*Aim of the task*: Exactly reproduce the entries, dropping any pictures from your copy.
=== Material for this exercise ===
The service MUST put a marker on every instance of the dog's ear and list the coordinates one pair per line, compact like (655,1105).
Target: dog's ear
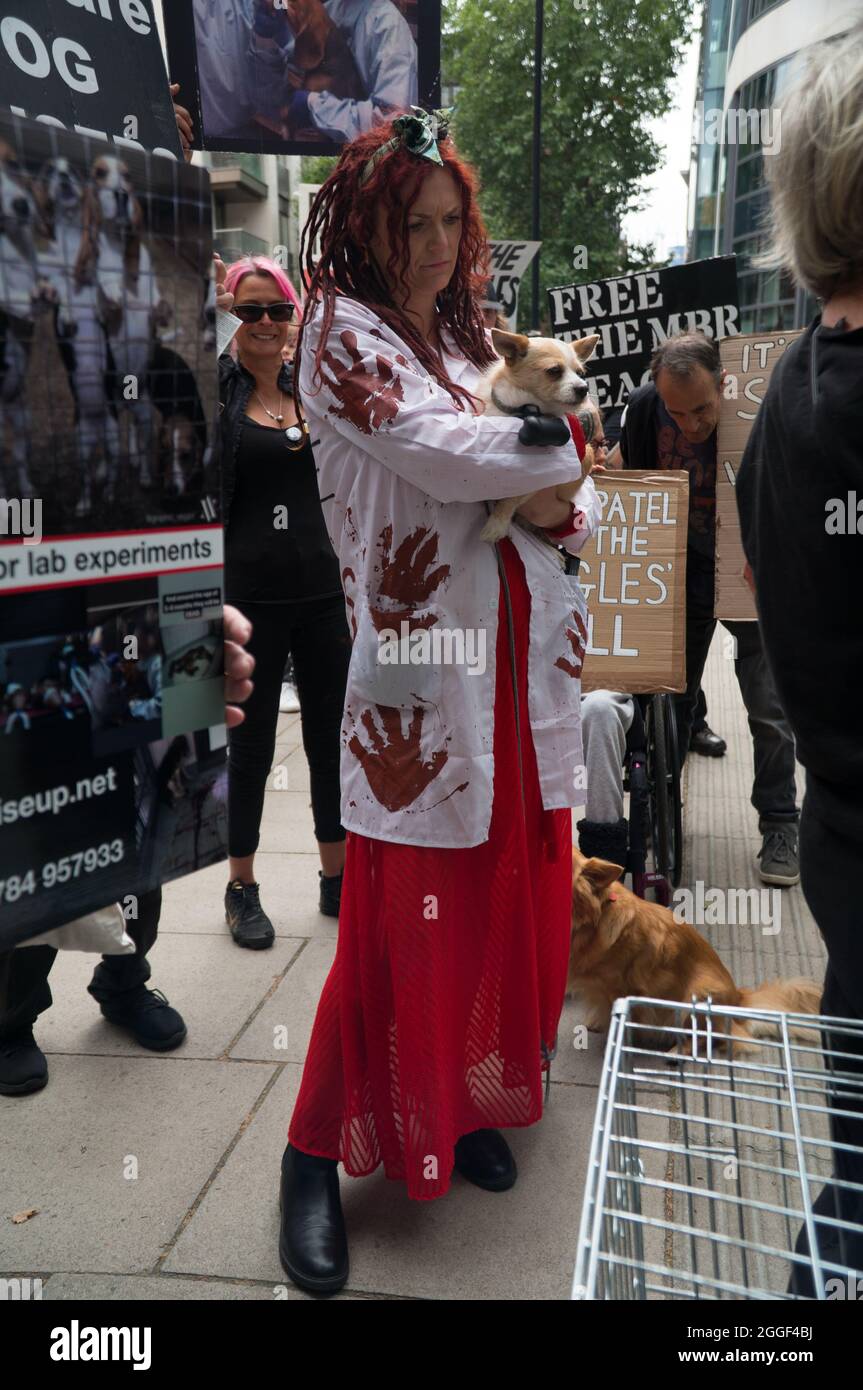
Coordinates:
(510,345)
(601,873)
(585,348)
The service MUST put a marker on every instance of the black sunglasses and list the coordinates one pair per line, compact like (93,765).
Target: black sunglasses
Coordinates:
(280,313)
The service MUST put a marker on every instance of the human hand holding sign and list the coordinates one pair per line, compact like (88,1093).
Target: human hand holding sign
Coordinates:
(184,124)
(238,665)
(223,299)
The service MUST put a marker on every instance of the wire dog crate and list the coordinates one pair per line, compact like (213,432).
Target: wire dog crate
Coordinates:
(706,1166)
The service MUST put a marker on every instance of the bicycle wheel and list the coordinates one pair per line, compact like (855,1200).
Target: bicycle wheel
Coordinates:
(674,794)
(658,779)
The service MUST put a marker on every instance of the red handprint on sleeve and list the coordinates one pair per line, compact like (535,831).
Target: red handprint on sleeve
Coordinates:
(393,766)
(407,578)
(368,399)
(578,641)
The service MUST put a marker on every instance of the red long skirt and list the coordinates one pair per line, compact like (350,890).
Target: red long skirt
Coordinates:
(430,1027)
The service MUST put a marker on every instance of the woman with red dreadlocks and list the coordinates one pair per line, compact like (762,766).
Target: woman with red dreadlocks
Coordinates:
(460,740)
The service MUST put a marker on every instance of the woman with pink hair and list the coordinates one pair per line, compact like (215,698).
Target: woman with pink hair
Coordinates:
(282,573)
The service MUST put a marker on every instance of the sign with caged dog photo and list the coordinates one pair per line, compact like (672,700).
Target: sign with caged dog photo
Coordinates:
(300,77)
(634,577)
(111,694)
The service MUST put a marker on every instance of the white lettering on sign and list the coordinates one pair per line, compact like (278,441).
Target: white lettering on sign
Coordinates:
(134,11)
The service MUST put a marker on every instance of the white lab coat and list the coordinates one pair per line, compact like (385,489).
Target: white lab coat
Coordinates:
(385,54)
(403,478)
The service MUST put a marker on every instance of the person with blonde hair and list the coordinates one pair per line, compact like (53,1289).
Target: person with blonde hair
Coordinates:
(796,491)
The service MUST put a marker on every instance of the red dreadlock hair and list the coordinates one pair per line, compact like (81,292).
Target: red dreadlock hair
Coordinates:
(343,217)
===
*Output for this task*:
The service MUST put a marker on every instance of the dog's ear and list the coordinates one pair per line, compact like (655,1105).
Target: dog's ear
Coordinates:
(510,345)
(601,873)
(585,348)
The service MUST put a marker on every instance of the black sunglasses and list the coordinates one pair per line, compact like (93,765).
Target: black sunglasses
Coordinates:
(280,313)
The service MUST put a marker on every instance of the human hand holding sign and list the coordinates one pair per line, compact like (88,1093).
Target: human hand holding sign
Coordinates:
(184,124)
(238,665)
(223,299)
The service MUST put a marker on every instance of the wire dog crate and list the coordinates one pair per line, compact like (213,432).
Target: wire dog crate
Coordinates:
(706,1166)
The service MUST put a marker on every instance of the bicycle wheel and list the coordinates one pair per line, compact like (855,1200).
Target: bicycle wheel
Coordinates:
(674,794)
(658,779)
The service MUST put a marker on every instance of the red handprint on sleeve and list the coordinates one pair per line, compact like (535,831).
Target: red handprint on sleeve
Coordinates:
(393,766)
(407,578)
(368,399)
(578,641)
The service MUST put a marker on every instance of the red long skirt and list the coordinates one pair per line, compact like (350,890).
Target: red long skirt
Coordinates:
(430,1027)
The service MUST put a marker on every instance of the woman with red dreadlocks and list the coordinates one pair per line, compact like (762,766).
Target: woman with red dreadlocks
Coordinates:
(460,740)
The service MUST put a marker on every instance of the woman with pink hair and list the coordinates one pair per line, compact like (215,698).
Target: woman with pink hair
Coordinates:
(282,573)
The service MUST put a marker on every instance of the sign with caged dog photo and list the coordinates one pair per line, compact like (672,700).
Target: sign with caged dog photo
Coordinates:
(300,77)
(634,577)
(111,694)
The service MUST put a marker on every instance of the white lettering on sign and list the coordinates one pair per line, compact like (278,441).
Target: white lettering on sign
Coordinates:
(134,11)
The service MUST put a marker on every instance of the white lab coat and list the coordinates one pair per line, compact like (385,489).
Target: white lab coat
Coordinates:
(385,54)
(403,478)
The service MUST put a marker on every instance of the person with blonde hair and list the coordinates one pair per line, compact like (53,1289).
Target: person with blonde hair
Coordinates:
(796,491)
The service MUST put a marker on every instance of the red dreadlock hair and list the coordinates one pair per line, compact like (81,292).
Target: red dreadlock hair
Coordinates:
(343,217)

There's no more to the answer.